— Excerpt —
= = =

Mike Fromowitz
Mar 28, 2013

Growing an ad agency is not as easy as it used to be

The best way to get to a prospect client is networking.

Growing an ad agency is not as easy as it used to be

The way we used to go after new business no longer holds water in this digital age with the plethora of ad agencies that exist today. Some need to change to survive. The challenge is how best to go after new business.

Most advertising and marketing firms have to work hard at finding new clients. On top of that we face some brutal facts about our industry: advertising is now viewed as a commodity, too many agencies are going after a smaller number of prospect client (thanks to the economy), most agencies are now treated as vendors, and prospects see few differences between agencies. These trends won’t change or improve for our industry in the next 10-20 years.

I remember when clients stayed with their agency for 5, 10, 20 years or more. Today, with over 50% of client relationships lasting less than two years, the role of new business at many agencies is more important and a bigger focus than ever.

To the uninitiated, running after new business seems so simple. But it isn’t.  Without sales a company can not grow. Unfortunately most agencies spend too much time doing client business and forget to focus on developing new business. And that attitude can get an agency into serious trouble in this fast-changing marketing-communications environment.

According to a recent CMO survey, 80% of decision makers said they found the vendor, not the other way around. According to Marketing Sherpa, 80-90% of business to business transactions begin with a search on the web. SEO is now a critical part of new business strategy.

You need a growth strategy

Today, most agencies fail to gain additional revenues because they don’t have a growth strategy. Thinking that the work should speak for itself is not enough. Every opportunity takes thoughtful consideration regarding the prospect’s needs, your agency capabilities and how your agency can help the client grow their business.

= = =

— Exercise input —

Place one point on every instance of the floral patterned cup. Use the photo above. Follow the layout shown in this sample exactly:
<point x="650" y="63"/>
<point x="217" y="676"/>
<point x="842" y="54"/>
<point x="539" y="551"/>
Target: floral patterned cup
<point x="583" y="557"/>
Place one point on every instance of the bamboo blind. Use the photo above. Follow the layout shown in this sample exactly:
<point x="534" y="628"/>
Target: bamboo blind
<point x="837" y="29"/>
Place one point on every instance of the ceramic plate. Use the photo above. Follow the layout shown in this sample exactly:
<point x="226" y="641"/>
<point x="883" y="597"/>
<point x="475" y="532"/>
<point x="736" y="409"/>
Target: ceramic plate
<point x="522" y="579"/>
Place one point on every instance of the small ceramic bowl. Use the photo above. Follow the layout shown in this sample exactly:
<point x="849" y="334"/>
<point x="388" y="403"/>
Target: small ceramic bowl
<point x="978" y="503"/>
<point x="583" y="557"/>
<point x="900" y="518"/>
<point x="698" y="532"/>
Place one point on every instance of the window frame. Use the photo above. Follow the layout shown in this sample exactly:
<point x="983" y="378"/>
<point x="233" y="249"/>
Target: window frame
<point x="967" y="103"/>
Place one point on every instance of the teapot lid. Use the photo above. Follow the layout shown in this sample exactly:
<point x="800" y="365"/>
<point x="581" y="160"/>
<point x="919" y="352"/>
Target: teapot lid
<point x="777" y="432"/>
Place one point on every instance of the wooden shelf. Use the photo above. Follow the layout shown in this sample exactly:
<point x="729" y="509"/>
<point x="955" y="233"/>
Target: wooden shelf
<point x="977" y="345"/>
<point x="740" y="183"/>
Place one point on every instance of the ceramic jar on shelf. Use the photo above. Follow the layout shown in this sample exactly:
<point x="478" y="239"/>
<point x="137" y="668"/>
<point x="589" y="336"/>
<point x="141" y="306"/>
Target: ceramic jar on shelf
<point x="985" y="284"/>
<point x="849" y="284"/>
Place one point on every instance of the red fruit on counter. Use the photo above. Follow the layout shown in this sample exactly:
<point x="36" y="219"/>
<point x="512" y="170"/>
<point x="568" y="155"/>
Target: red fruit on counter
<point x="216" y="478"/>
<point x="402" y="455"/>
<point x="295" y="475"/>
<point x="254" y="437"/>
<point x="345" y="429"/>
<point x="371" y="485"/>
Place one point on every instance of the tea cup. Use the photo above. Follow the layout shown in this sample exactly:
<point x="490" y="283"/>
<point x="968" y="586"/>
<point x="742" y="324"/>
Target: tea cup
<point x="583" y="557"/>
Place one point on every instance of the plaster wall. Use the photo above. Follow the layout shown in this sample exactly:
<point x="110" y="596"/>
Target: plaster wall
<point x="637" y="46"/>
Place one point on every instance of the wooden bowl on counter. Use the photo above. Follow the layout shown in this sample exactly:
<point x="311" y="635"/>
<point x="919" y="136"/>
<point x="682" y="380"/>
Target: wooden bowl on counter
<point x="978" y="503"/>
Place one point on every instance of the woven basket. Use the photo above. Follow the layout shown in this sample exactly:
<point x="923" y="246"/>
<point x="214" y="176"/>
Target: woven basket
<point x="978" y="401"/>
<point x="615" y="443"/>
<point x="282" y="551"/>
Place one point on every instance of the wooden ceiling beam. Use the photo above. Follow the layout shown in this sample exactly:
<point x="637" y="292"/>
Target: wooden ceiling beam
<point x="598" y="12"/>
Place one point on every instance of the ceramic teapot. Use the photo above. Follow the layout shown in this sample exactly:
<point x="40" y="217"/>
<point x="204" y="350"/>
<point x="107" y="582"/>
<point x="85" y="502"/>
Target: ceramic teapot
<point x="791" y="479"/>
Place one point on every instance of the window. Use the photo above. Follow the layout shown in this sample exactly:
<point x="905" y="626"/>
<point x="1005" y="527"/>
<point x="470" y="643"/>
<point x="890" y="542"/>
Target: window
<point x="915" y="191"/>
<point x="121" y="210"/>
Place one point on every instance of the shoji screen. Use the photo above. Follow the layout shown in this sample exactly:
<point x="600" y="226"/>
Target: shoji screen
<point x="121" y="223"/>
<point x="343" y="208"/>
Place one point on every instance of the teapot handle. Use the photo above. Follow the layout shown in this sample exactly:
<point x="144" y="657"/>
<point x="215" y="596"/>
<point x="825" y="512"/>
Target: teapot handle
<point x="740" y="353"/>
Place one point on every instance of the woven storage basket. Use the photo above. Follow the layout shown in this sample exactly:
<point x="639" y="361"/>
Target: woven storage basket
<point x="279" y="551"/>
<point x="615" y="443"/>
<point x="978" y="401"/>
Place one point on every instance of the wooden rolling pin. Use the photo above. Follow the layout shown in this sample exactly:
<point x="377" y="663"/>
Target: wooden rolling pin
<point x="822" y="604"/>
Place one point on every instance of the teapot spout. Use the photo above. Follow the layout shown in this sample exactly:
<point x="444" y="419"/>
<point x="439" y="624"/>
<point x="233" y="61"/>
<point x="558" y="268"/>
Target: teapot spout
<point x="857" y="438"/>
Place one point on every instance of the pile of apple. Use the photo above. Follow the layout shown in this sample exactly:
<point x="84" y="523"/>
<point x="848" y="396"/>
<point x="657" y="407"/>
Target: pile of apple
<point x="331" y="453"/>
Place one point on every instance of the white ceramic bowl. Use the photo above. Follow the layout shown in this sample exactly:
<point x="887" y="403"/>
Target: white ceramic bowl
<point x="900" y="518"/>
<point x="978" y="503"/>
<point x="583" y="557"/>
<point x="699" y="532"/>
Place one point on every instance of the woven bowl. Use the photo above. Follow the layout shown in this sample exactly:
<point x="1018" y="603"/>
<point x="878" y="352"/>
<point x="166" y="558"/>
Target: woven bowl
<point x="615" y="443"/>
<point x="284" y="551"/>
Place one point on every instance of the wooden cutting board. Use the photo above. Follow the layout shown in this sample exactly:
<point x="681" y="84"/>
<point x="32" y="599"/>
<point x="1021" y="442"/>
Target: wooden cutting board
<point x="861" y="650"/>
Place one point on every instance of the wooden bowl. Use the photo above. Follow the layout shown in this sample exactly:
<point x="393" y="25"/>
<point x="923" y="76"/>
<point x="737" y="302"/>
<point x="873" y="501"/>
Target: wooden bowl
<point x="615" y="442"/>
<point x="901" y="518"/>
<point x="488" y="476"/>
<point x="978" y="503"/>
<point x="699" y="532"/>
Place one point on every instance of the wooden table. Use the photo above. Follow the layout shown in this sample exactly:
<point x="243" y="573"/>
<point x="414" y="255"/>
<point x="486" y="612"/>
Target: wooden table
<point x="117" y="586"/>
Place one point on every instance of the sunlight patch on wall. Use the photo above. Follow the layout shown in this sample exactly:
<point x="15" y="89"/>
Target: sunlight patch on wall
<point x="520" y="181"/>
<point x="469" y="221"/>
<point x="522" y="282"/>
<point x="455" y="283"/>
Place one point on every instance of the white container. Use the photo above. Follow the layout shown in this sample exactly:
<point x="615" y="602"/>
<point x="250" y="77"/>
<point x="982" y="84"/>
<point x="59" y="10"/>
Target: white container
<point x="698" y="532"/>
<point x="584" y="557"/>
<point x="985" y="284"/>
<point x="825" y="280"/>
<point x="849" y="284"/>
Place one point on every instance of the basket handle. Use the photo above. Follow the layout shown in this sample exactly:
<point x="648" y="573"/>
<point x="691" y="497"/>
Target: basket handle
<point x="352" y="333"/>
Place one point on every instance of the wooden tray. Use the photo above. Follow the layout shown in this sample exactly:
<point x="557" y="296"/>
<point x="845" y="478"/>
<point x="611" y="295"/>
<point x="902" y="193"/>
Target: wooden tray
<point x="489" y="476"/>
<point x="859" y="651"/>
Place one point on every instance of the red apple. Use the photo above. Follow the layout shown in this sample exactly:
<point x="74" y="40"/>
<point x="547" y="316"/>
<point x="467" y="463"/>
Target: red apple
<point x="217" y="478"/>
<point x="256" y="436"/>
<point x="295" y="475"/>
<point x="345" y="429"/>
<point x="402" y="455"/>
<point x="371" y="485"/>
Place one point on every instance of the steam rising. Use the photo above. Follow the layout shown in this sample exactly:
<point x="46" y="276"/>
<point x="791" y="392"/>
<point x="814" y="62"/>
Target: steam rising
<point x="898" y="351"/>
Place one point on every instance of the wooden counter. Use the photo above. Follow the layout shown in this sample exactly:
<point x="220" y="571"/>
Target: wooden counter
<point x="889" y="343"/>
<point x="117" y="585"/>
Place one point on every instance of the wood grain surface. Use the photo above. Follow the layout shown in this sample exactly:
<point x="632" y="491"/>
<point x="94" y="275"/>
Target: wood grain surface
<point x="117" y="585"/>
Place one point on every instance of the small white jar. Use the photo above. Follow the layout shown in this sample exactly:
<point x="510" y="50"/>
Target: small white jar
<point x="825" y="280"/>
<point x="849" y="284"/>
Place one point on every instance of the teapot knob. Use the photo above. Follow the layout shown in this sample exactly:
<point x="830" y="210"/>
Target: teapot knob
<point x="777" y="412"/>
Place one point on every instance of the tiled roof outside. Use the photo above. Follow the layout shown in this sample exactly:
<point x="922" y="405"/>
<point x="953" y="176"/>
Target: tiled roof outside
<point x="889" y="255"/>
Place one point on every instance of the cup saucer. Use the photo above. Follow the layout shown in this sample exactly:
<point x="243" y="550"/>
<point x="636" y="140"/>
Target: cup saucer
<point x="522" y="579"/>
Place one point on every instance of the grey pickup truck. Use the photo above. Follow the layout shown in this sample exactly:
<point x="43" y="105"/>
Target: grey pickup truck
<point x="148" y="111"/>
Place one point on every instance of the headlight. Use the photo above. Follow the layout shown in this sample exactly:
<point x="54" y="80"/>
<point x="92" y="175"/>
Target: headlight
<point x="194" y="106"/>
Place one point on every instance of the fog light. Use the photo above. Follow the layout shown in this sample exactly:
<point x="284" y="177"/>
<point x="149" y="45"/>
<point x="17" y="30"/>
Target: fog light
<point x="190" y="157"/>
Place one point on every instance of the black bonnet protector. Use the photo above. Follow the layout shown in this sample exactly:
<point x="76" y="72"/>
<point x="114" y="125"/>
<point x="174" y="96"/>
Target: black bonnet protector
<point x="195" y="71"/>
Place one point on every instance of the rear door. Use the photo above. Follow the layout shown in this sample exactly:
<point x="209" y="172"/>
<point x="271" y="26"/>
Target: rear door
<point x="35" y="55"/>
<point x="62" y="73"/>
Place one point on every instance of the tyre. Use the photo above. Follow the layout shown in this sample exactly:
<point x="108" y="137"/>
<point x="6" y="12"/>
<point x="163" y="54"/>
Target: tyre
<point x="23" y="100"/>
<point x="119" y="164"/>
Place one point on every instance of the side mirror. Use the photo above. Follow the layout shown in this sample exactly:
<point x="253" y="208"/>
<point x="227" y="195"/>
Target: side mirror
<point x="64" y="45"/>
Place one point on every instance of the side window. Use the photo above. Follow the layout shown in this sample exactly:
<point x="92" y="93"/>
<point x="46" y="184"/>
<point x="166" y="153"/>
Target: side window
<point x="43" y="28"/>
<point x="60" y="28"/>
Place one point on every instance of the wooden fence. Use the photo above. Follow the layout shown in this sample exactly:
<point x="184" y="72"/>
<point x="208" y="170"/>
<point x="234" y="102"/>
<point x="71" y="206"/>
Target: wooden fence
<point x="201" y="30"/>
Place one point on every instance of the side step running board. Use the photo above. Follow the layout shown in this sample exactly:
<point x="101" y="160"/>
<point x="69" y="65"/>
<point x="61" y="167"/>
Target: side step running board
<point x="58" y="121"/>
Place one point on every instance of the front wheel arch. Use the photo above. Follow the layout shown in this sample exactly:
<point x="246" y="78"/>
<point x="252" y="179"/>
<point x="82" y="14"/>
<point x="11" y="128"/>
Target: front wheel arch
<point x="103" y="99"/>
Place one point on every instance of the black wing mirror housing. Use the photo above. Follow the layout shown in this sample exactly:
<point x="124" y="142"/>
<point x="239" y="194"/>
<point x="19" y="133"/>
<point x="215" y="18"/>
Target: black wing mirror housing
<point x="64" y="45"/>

= = =

— Your tasks —
a - Can you reproduce the piece on growing an ad agency word for word, from start to finish?
b - Which lines of the records contain the word "door"? Pick out each one and list it.

— Replies —
a -
Mike Fromowitz
Mar 28, 2013

Growing an ad agency is not as easy as it used to be

The best way to get to a prospect client is networking.

Growing an ad agency is not as easy as it used to be

The way we used to go after new business no longer holds water in this digital age with the plethora of ad agencies that exist today. Some need to change to survive. The challenge is how best to go after new business.

Most advertising and marketing firms have to work hard at finding new clients. On top of that we face some brutal facts about our industry: advertising is now viewed as a commodity, too many agencies are going after a smaller number of prospect client (thanks to the economy), most agencies are now treated as vendors, and prospects see few differences between agencies. These trends won’t change or improve for our industry in the next 10-20 years.

I remember when clients stayed with their agency for 5, 10, 20 years or more. Today, with over 50% of client relationships lasting less than two years, the role of new business at many agencies is more important and a bigger focus than ever.

To the uninitiated, running after new business seems so simple. But it isn’t.  Without sales a company can not grow. Unfortunately most agencies spend too much time doing client business and forget to focus on developing new business. And that attitude can get an agency into serious trouble in this fast-changing marketing-communications environment.

According to a recent CMO survey, 80% of decision makers said they found the vendor, not the other way around. According to Marketing Sherpa, 80-90% of business to business transactions begin with a search on the web. SEO is now a critical part of new business strategy.

You need a growth strategy

Today, most agencies fail to gain additional revenues because they don’t have a growth strategy. Thinking that the work should speak for itself is not enough. Every opportunity takes thoughtful consideration regarding the prospect’s needs, your agency capabilities and how your agency can help the client grow their business.

b -
Place one point on every instance of the rear door. Use the photo above. Follow the layout shown in this sample exactly:
Target: rear door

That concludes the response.